INSTRUCTIONS FOR THE TASK: Report how many lines in the records below contain the string "instance". Give the number alone.

PROVIDED INFORMATION:
···

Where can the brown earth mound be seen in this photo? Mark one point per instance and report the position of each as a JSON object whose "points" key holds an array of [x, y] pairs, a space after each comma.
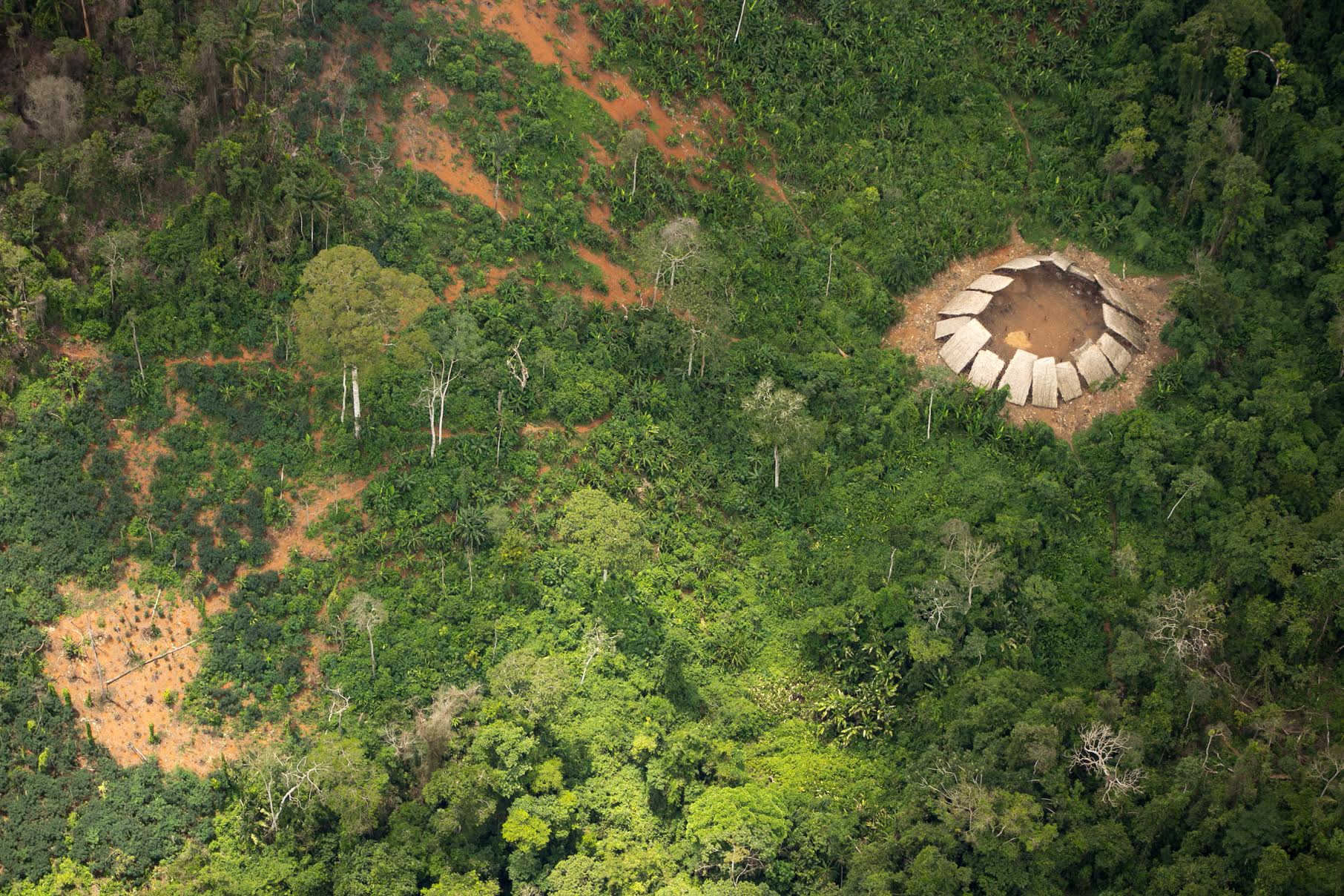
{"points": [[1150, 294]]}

···

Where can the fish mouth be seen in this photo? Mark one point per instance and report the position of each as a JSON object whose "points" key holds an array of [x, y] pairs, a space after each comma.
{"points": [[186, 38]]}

···

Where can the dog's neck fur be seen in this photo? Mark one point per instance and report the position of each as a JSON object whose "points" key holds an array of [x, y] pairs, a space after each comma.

···

RESPONSE FOR THIS EXERCISE: 3